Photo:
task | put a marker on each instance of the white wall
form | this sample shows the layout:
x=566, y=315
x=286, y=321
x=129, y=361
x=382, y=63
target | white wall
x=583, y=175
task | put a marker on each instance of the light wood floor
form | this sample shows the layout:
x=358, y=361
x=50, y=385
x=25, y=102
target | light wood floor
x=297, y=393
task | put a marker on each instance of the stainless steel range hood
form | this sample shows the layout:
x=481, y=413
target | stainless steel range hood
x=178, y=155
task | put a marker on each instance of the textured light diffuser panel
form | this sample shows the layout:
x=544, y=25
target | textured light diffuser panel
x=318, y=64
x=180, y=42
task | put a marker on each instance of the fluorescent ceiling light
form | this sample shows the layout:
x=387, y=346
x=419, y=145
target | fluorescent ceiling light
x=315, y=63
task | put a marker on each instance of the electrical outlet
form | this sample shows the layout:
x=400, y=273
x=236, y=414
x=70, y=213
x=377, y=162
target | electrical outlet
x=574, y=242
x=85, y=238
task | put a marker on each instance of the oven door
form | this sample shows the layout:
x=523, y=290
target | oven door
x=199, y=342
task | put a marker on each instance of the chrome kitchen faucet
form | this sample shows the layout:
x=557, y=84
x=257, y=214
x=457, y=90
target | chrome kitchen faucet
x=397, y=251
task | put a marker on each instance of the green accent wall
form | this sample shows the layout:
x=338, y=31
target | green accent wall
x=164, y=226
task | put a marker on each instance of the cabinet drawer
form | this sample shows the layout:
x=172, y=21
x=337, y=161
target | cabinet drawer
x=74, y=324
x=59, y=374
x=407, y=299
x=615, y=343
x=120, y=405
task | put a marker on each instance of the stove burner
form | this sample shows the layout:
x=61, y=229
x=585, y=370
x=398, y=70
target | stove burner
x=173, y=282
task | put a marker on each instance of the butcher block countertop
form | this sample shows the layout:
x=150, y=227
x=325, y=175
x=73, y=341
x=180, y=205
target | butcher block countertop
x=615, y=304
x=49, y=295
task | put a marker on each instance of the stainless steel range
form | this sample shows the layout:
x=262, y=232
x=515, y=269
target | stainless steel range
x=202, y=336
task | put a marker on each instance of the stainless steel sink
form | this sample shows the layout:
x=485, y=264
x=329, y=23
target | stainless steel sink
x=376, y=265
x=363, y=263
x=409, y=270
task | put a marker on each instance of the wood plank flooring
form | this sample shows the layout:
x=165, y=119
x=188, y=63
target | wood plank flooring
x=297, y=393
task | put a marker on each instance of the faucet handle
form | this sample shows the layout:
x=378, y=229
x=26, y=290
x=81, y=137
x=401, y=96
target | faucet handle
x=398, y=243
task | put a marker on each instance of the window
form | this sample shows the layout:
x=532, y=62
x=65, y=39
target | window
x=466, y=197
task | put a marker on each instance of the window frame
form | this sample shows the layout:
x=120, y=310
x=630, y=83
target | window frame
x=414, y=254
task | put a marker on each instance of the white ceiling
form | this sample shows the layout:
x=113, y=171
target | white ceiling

::::::::::

The data should be copied out in full, exactly as it reads.

Photo:
task | put a marker on each instance of the white wall
form | this sample shows the layout:
x=566, y=315
x=286, y=321
x=129, y=361
x=382, y=63
target | white wall
x=583, y=175
task | put a marker on each instance of the light wood floor
form | this sample shows the layout:
x=358, y=361
x=50, y=385
x=25, y=102
target | light wood floor
x=297, y=393
task | put a marker on each instance of the stainless steel range hood
form | this sample shows the layout:
x=481, y=413
target | stainless steel range hood
x=178, y=155
task | put a marker on each instance of the textured light diffuser panel
form | this sample shows the layout:
x=544, y=25
target | textured light diffuser panel
x=318, y=64
x=180, y=42
task | put a marker on each instance of the fluorescent ceiling light
form | this sample shows the layout:
x=387, y=346
x=419, y=145
target | fluorescent ceiling light
x=315, y=63
task | put a marker on each instance of the electrical outlet
form | this sample shows the layout:
x=400, y=273
x=236, y=414
x=70, y=213
x=377, y=162
target | electrical outlet
x=574, y=242
x=85, y=238
task | put a marker on each instance of the oven door
form | this sample shows the layout:
x=523, y=290
target | oven door
x=199, y=342
task | put a marker on each instance of the chrome kitchen faucet
form | this sample shows the layout:
x=557, y=84
x=257, y=214
x=457, y=90
target | chrome kitchen faucet
x=397, y=251
task | put a marker on each instance of the green accent wall
form | this sample shows the layout:
x=338, y=31
target | green accent wall
x=164, y=226
task | put a marker on each instance of the cabinet drawer
form | this sample shows the layout:
x=172, y=21
x=337, y=161
target | cabinet drawer
x=74, y=324
x=59, y=374
x=407, y=299
x=615, y=343
x=120, y=405
task | put a marker on each instance of the stove burner
form | this sample shows the layout:
x=61, y=229
x=585, y=370
x=398, y=70
target | stove burner
x=173, y=282
task | put a marker on each instance of the butcher block countertop
form | this sample shows the layout:
x=150, y=227
x=325, y=175
x=73, y=341
x=180, y=205
target | butcher block countertop
x=615, y=304
x=49, y=295
task | put a marker on each instance of the stainless steel range
form | this sample shows the layout:
x=262, y=232
x=515, y=269
target | stainless steel range
x=202, y=336
task | put a marker on each instance of the stainless steel sink
form | this sample shows the layout:
x=485, y=264
x=329, y=23
target | stainless steel sink
x=376, y=265
x=363, y=263
x=409, y=270
task | put a marker on each instance of the wood plank flooring
form | this sample shows the layout:
x=165, y=119
x=188, y=63
target | wood plank flooring
x=297, y=393
task | put a marker on each instance of the faucet handle
form | this sample shows the layout:
x=378, y=229
x=26, y=290
x=81, y=137
x=401, y=96
target | faucet handle
x=398, y=243
task | put a marker on each instance of the window
form | this sample shows the layout:
x=532, y=62
x=65, y=39
target | window
x=466, y=197
task | put a marker on each instance of the window frame
form | this sample shows the layout:
x=120, y=310
x=630, y=83
target | window frame
x=414, y=254
task | put a marker on each instance of the white ceiling
form | this sample shows the layout:
x=113, y=171
target | white ceiling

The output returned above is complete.